[Listed entries]:

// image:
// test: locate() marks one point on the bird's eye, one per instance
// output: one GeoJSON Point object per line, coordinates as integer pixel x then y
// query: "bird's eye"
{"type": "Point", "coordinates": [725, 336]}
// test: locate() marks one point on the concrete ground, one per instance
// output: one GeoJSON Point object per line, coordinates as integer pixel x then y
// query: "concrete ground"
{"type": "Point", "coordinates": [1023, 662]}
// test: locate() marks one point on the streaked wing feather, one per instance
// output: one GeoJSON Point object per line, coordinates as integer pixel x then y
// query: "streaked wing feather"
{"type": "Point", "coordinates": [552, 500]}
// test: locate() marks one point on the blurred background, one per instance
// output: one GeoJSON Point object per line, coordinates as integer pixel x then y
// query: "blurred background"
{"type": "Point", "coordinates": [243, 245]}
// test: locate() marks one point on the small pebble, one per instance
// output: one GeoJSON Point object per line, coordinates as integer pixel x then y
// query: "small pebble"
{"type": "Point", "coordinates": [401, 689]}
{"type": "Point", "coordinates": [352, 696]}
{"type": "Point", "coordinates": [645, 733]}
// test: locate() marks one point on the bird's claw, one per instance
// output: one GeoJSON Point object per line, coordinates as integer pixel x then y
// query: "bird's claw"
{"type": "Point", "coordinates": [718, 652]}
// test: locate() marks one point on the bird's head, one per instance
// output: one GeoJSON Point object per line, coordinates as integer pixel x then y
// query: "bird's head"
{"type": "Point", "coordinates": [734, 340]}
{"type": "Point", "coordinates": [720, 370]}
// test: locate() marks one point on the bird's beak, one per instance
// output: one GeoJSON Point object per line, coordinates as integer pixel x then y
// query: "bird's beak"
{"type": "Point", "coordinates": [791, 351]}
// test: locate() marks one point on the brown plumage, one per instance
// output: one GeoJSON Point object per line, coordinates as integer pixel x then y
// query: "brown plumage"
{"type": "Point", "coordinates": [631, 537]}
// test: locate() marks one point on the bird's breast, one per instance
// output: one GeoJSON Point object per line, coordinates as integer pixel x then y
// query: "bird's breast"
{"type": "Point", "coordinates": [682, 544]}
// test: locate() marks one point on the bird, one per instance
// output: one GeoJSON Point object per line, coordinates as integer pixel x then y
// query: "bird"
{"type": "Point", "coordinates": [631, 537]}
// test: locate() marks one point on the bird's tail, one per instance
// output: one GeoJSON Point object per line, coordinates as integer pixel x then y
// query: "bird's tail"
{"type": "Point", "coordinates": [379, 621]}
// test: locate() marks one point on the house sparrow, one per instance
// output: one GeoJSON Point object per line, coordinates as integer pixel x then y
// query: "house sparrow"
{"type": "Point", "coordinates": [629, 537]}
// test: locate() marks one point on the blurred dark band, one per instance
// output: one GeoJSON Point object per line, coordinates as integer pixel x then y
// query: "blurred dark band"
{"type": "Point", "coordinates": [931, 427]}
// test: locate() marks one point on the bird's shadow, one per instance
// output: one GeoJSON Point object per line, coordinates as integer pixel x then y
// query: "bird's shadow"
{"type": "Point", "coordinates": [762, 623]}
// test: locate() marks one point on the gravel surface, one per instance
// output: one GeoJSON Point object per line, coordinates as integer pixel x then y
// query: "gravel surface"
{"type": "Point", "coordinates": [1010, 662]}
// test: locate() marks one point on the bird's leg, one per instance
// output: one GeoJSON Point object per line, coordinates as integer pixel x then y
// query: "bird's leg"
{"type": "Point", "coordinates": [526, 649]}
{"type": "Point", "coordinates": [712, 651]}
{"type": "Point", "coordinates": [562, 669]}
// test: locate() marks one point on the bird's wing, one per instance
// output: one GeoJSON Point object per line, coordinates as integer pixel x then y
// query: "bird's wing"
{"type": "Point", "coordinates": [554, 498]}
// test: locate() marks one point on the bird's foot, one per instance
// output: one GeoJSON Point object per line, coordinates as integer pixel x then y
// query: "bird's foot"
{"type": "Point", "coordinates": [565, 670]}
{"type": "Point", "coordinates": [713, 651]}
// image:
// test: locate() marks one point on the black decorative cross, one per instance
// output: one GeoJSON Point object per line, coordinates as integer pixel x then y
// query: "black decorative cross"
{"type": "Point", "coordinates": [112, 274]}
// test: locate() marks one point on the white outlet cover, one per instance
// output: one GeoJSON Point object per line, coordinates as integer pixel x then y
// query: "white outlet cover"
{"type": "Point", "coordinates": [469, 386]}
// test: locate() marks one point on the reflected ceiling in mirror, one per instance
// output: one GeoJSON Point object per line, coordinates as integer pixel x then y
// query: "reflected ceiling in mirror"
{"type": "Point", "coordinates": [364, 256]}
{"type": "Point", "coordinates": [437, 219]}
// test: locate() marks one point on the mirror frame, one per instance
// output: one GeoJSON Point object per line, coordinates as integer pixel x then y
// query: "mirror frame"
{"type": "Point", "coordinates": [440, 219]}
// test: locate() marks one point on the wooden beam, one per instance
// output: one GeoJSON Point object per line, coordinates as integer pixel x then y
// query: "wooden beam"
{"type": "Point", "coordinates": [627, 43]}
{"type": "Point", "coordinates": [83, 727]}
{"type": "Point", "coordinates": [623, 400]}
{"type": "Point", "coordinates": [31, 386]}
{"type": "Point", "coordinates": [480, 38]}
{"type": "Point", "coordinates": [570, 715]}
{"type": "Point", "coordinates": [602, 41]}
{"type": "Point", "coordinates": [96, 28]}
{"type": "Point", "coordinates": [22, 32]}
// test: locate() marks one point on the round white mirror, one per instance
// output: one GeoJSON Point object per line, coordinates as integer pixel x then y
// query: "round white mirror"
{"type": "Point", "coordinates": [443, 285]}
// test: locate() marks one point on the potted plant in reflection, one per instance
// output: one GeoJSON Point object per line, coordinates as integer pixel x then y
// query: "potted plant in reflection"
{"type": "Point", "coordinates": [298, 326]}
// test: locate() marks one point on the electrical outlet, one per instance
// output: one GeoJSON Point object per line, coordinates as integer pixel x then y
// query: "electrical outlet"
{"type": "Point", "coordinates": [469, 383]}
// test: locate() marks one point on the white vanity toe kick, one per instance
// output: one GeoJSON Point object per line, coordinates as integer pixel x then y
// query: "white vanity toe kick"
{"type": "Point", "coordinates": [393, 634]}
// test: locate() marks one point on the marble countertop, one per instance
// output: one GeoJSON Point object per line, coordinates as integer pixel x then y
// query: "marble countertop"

[Goal of the exercise]:
Rewrite everything from the line containing "countertop, one per instance" down to the end of the items, with "marble" changed to "quartz" and nothing else altered.

[Result of the task]:
// test: locate() marks one point on the quartz countertop, one per instance
// output: one GeoJSON Point object per line, coordinates as integer pixel x then y
// query: "quartz countertop"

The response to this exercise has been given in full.